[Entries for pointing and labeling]
○ ○ ○ ○ ○
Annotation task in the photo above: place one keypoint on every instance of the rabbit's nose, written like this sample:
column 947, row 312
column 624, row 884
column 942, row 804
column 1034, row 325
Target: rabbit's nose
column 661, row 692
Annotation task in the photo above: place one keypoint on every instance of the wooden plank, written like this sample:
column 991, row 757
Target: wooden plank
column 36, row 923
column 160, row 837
○ ○ ○ ○ ○
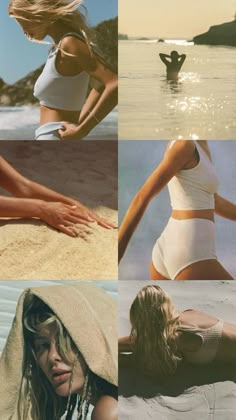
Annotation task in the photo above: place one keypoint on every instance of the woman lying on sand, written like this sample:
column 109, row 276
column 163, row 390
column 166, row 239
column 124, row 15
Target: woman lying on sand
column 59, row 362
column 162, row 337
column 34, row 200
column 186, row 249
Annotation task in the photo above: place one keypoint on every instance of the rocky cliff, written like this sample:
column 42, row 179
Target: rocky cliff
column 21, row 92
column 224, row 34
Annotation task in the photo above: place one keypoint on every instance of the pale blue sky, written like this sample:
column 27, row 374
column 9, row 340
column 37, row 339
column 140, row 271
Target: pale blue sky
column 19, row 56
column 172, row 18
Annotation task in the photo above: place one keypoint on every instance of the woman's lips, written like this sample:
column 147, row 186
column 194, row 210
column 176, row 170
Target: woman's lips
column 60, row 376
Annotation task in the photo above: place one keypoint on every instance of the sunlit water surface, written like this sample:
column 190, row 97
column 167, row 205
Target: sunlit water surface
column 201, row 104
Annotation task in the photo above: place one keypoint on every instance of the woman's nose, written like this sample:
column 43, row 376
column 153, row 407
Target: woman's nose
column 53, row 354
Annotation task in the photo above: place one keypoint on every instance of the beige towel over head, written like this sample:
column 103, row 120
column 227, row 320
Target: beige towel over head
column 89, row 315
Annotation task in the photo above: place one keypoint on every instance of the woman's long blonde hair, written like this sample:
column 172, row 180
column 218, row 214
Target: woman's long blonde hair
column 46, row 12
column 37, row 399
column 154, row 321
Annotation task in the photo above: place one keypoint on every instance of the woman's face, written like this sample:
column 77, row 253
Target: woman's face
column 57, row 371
○ ○ ○ ○ ○
Instructions for the task:
Write out, word for word, the part that opens with the line containing "woman's face, written" and closes with the line containing "column 57, row 371", with both of those lines included.

The solution:
Annotation task in the photo above: place one keypoint on every instance of the woman's face, written like this sample:
column 77, row 253
Target: woman's face
column 57, row 371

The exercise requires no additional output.